_Extract_:

=== Section Start ===

In order to assess what the DMN is doing for us at rest, our program of research relates activity in DMN before and after social experiences to adaptive social outcomes. For instance, in multiple studies we have now shown that the magnitude of DMN in the brief rest right before a trial of a social task predicts efficiency on that task (but DMN prior to a non-social task does not). Relatedly, in a series of ten studies, we have shown that the brain has a natural preference for switching from non-social to social tasks and that a social reorientation during rest drives this effect.
In another set of studies, we have shown that the DMN shows more coordinated activity during rests that follow social experiences than other kinds of experiences. Additionally, the degree of DMN coordination in rests following social experiences predicts memory accuracy for those social experiences (but the same does not occur following non-social experiences).
Getting along: The neuroscience of respect
[Note: Unlikely to admit a student with this as their primary interest in the next admissions cycle] This topic has emerged slowly out of our longstanding research program on persuasion. While we have developed a technique for predicting from neural data when a person will be persuaded by a message and change their behavior, we have been struck by the national climate that makes persuasion on most topics impossible. We are living in such partisan times that if you and I don't agree ideologically to begin with there is little chance of me even listening to your persuasion attempts. If you are on the *other* side, you are obviously being fooled by "fake news" and there is something wrong with you for believing what you do. Today, those who disagree with us are seen as crazy, stupid, or immoral.
This led us to focus on respect as a key precursor to dialogue and persuasion. Specifically, we are trying to figure out how people who disagree can come together without being disagreeable. Rather than focusing on persuading people about a particular ideological position (e.g. gun control), we are focused on persuading people that those they disagree with are reasonable people who are worth connecting with. This program of research is funded by the Department of Defense and is advanced by the use of functional near infrared spectroscopy (fNIRS) which allows us to look at multiple people's brains simultaneously during real interactions.

=== Section End ===

_List of tasks_:
**A.** Rewrite the paragraph beginning "This led us to focus on respect" in the research description above as a short bulleted list that keeps its main facts.
**B.** Continue the description of the social neuroscience research, picking up right after its final sentence.

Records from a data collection
=== Section Start ===

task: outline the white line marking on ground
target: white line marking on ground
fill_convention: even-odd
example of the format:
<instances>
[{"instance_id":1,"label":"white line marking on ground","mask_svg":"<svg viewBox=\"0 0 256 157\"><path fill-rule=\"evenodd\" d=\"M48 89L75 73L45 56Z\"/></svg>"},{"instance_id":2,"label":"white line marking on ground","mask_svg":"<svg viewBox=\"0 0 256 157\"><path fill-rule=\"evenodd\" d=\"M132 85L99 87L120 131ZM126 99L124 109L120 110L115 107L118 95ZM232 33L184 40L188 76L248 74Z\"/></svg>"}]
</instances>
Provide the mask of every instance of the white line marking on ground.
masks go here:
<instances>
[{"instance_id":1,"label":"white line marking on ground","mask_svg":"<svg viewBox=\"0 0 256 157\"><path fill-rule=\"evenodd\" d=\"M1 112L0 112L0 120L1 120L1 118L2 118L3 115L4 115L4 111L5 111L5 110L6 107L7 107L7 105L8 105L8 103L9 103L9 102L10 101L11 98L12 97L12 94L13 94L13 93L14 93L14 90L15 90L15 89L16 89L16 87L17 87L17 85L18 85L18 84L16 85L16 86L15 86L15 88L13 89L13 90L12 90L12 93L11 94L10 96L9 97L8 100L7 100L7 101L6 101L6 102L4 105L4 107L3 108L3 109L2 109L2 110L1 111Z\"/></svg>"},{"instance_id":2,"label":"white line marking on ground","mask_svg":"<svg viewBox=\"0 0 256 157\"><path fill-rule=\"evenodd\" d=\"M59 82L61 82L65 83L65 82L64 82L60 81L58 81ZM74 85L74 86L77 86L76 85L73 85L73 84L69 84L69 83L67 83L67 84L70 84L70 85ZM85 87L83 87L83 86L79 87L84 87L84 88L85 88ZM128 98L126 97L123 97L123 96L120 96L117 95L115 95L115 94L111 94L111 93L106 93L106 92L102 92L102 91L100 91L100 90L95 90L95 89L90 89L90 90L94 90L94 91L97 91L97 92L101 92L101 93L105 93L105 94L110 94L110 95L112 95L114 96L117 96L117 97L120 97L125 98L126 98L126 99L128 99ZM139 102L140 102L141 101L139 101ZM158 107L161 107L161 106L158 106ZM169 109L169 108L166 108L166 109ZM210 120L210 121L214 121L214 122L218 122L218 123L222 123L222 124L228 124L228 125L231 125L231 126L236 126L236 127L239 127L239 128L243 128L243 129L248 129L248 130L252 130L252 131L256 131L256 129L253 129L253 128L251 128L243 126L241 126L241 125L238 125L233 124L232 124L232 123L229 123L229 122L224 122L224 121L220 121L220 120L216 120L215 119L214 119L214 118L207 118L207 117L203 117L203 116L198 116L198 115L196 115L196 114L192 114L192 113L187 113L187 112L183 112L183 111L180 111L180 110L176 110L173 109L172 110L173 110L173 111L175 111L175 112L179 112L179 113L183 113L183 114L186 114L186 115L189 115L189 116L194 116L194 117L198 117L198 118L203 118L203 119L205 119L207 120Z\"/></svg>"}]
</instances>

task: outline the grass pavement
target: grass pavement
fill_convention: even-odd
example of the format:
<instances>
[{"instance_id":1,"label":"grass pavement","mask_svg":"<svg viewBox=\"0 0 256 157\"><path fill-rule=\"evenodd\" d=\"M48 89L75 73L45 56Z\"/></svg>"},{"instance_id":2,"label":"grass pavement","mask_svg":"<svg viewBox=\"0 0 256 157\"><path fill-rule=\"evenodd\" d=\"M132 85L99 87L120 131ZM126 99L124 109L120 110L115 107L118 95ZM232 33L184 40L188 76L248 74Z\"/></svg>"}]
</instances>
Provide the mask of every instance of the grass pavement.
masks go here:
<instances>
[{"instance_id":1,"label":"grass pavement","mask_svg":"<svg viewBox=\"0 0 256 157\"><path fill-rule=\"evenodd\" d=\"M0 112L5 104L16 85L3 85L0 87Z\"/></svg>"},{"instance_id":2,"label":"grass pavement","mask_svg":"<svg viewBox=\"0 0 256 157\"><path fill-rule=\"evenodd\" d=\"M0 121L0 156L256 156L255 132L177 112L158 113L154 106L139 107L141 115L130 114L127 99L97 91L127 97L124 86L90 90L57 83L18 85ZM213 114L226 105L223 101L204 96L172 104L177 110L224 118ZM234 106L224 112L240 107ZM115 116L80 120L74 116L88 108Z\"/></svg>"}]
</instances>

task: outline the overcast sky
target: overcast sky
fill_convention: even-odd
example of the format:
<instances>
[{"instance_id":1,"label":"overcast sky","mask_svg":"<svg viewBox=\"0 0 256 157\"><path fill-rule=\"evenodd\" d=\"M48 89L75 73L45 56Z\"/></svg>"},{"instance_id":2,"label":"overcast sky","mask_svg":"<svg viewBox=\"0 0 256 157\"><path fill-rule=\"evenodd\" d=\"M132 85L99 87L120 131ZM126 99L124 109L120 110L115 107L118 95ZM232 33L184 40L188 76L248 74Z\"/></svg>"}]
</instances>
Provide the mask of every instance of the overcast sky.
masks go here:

=== Section End ===

_Answers to the tasks_:
**A.**
- Respect is treated as a key precursor to dialogue and persuasion.
- The goal is to learn how people who disagree can come together without being disagreeable.
- Instead of persuading people about a particular ideological position (e.g., gun control), the work aims to persuade people that those they disagree with are reasonable and worth connecting with.
- The Department of Defense funds the research.
- Functional near infrared spectroscopy (fNIRS) lets the researchers look at multiple people's brains simultaneously during real interactions.

**B.**
Affect labeling and emotion regulation
[Note: Unlikely to admit a student with this as their primary interest in the next admissions cycle] Affect labeling and emotion regulation When people put their feelings into words, it can have the effect of soothing those same emotions. We study a version of this kind of emotion regulation that we call Affect Labeling (e.g. labeling your own affect or labeling something emotional out in the world). We have found that affect labeling tends to increase activity in ventrolateral prefrontal cortex and diminish activity in the amygdala and other limbic regions. Affect labeling looks a lot like other kinds of emotion regulation, but people typically do not realize that affect labeling affects their experience so we think of it as a kind of Implicit Emotion Regulation. We are engaged in basic science studies to better understand affect labeling - to understand why and how it works. We also are involved in several clinical collaborations to examine how affect labeling may play a role in the health benefits of expressive writing and as a treatment component for anxiety disorders like spider phobia and PTSD.